_WRITTEN EXERCISE_. Please tally the lines in the rows below that contain the string "dark", where case counts. Reply with only the number.
--- BEGIN ---
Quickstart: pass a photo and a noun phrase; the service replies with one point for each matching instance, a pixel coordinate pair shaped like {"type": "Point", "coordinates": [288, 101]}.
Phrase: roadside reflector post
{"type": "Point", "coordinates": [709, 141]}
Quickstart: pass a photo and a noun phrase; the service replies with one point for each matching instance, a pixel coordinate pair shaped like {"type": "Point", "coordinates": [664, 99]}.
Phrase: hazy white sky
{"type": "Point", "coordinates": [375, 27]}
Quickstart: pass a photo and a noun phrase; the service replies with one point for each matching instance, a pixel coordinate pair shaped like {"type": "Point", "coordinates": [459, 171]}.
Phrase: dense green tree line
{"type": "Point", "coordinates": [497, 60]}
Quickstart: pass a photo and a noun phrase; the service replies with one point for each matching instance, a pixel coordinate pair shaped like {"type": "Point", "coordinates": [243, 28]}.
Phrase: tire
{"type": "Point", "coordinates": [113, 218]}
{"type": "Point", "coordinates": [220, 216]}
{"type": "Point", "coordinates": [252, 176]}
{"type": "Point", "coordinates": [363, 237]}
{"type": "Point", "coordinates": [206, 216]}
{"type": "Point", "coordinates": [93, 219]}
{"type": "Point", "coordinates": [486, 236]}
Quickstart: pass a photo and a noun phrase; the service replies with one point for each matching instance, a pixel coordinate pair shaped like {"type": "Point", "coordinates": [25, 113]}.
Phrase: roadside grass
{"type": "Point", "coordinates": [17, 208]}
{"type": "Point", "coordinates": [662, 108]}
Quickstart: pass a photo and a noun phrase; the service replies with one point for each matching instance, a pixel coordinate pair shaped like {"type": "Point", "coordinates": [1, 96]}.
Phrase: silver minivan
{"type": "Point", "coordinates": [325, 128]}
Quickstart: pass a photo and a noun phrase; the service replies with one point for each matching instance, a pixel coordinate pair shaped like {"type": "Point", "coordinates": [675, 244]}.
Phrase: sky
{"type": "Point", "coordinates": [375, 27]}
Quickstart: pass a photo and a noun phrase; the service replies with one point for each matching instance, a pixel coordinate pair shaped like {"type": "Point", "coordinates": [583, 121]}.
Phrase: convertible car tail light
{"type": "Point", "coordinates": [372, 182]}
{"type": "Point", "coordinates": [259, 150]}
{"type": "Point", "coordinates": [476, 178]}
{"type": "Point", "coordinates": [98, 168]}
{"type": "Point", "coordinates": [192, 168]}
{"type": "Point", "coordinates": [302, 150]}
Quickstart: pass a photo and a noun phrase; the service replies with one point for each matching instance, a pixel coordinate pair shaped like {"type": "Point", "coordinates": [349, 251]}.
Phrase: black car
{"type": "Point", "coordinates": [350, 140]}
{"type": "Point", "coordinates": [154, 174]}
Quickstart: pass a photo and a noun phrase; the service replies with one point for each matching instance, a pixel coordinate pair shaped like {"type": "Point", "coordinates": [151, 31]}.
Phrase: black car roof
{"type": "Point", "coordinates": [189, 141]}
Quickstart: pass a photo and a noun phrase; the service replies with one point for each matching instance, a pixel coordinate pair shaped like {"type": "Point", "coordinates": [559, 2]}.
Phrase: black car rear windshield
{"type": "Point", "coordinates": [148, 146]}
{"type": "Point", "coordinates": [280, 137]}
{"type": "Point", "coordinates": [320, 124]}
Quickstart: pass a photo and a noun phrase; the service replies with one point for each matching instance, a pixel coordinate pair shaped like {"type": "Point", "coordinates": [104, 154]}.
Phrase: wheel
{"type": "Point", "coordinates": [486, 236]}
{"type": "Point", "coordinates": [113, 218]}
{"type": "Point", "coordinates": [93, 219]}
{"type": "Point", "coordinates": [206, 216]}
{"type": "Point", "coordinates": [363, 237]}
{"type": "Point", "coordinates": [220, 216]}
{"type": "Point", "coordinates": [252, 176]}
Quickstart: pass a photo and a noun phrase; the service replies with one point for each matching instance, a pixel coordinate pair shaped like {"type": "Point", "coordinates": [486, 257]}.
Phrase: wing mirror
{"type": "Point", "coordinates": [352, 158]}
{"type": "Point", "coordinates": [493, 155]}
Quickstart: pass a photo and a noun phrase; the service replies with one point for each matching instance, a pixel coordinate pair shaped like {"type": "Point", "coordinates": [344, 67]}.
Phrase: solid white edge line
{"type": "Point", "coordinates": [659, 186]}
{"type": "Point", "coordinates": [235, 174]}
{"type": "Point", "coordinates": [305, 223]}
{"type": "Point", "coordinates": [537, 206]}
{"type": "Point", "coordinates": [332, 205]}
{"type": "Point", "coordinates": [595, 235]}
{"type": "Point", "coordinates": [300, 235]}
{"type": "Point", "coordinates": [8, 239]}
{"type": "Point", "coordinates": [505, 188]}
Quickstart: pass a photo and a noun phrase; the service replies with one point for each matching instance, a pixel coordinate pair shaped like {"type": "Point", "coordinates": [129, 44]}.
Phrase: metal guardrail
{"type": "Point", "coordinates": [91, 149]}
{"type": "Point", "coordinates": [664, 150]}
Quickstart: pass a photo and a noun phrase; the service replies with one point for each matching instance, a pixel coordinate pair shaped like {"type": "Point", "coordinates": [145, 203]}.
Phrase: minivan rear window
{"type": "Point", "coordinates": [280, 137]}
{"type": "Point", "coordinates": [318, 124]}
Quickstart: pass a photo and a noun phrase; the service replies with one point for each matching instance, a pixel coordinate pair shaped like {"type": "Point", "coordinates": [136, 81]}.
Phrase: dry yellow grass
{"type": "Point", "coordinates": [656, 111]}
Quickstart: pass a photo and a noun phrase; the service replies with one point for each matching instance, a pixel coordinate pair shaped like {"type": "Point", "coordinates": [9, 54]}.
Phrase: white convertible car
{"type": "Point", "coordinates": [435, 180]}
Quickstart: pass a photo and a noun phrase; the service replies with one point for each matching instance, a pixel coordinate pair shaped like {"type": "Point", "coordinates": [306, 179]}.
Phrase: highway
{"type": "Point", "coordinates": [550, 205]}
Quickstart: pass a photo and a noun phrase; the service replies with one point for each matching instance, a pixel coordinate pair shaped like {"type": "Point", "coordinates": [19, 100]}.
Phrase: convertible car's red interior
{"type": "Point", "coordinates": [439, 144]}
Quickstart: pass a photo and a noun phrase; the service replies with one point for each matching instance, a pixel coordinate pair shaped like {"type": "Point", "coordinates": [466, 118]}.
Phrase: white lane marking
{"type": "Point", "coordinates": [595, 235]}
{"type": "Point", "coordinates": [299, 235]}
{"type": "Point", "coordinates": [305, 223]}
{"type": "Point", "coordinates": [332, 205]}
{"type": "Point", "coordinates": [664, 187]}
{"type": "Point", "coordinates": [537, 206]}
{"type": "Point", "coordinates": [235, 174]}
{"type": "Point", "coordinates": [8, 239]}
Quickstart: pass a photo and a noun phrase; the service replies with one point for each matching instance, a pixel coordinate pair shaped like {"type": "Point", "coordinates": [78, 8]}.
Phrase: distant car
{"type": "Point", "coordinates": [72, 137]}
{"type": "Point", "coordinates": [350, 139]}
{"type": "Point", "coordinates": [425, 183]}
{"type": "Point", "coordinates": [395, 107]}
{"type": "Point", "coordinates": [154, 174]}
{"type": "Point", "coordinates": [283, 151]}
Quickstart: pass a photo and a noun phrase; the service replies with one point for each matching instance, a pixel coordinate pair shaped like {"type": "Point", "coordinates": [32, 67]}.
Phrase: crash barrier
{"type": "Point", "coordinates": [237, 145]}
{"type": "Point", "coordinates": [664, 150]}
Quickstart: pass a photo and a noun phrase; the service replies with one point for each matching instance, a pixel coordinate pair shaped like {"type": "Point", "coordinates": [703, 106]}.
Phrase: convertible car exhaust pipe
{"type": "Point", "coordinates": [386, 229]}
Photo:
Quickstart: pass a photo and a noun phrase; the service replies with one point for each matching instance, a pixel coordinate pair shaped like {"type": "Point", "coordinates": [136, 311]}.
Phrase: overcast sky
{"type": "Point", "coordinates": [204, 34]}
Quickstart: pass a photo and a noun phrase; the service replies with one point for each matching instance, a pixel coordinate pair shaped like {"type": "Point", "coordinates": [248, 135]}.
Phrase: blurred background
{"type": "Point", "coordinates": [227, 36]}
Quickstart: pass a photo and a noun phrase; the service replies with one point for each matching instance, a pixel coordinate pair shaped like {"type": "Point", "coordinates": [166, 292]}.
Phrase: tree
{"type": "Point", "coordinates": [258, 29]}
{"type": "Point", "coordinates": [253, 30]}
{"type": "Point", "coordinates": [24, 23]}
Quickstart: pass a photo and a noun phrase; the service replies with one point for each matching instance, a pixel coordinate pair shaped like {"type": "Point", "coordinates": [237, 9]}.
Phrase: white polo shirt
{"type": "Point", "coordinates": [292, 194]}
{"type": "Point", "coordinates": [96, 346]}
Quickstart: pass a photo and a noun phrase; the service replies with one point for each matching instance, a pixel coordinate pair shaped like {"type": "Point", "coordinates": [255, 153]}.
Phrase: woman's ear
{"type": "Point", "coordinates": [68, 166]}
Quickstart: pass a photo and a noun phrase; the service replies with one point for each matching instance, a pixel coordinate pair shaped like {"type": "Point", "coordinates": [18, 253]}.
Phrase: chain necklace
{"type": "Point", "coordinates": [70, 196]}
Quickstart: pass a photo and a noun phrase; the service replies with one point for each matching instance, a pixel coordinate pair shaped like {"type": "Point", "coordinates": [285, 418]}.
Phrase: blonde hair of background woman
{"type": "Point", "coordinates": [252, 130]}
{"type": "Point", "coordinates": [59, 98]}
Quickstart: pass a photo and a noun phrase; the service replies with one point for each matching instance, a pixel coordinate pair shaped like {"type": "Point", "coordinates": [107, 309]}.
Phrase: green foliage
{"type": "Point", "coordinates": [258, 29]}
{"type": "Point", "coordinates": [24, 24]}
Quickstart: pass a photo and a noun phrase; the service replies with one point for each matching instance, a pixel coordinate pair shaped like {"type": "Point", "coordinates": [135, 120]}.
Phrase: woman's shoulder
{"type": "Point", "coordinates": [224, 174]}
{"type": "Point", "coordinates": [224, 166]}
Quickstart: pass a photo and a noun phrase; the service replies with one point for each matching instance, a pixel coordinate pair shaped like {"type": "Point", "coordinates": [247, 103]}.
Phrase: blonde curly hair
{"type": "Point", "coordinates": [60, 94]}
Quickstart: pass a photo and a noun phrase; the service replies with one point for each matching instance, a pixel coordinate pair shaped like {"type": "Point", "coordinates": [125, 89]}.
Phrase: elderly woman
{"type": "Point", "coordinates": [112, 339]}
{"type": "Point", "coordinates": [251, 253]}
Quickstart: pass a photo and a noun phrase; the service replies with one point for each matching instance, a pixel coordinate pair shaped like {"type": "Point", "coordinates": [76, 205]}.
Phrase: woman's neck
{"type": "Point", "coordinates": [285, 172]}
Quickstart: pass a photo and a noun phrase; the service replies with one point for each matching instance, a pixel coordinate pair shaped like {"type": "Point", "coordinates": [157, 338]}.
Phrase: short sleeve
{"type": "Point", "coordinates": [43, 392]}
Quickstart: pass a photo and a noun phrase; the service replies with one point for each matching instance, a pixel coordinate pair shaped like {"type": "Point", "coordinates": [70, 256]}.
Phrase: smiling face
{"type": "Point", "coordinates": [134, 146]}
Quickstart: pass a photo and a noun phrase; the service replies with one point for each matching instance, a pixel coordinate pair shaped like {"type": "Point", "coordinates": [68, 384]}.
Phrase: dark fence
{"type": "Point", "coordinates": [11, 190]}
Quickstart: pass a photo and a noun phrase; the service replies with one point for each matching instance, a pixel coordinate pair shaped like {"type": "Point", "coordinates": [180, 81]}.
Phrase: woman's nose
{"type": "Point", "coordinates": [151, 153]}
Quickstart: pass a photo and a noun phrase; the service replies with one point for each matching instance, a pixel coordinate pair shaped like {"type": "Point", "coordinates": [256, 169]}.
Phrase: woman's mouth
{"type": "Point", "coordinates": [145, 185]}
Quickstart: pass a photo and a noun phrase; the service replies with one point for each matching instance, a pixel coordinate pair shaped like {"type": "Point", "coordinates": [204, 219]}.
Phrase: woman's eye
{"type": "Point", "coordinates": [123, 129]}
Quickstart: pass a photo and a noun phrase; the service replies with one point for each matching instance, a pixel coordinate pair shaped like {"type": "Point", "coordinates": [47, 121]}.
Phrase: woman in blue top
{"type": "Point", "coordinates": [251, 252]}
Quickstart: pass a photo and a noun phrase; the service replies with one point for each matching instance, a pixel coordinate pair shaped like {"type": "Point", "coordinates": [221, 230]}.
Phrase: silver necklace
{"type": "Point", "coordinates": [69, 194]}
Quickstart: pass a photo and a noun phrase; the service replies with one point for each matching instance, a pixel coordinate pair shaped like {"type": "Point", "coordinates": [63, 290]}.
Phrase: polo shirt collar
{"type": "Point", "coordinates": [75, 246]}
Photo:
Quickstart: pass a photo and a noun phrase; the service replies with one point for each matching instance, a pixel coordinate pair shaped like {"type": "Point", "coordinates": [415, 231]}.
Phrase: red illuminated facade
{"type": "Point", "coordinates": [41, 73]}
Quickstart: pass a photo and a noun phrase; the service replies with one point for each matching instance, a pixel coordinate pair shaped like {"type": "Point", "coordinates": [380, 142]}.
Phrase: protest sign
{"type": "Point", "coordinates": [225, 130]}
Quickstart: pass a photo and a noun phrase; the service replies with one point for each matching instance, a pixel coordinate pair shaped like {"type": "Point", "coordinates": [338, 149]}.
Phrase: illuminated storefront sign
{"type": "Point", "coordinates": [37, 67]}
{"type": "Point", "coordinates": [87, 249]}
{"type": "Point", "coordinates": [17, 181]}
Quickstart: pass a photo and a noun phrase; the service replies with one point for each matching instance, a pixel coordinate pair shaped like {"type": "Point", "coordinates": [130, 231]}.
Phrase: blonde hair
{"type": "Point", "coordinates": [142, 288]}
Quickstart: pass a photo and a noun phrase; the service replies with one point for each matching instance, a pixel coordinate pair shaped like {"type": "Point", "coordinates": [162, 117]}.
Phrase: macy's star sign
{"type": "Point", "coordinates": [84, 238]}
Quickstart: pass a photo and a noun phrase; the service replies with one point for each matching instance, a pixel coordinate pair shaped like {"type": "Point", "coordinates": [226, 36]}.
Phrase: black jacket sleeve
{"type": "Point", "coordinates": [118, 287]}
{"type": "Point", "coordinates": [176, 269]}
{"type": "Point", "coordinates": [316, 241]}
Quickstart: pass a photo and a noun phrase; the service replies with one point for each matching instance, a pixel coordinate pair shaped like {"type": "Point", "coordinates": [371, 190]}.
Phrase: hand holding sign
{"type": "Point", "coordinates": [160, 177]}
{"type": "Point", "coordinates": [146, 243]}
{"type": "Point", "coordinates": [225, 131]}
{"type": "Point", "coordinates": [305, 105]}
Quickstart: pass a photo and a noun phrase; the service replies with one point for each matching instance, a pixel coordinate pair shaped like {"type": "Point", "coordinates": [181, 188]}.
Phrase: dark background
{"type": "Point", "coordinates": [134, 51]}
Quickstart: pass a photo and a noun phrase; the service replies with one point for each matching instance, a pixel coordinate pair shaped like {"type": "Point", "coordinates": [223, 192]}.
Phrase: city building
--- END ---
_THE OUTPUT_. 2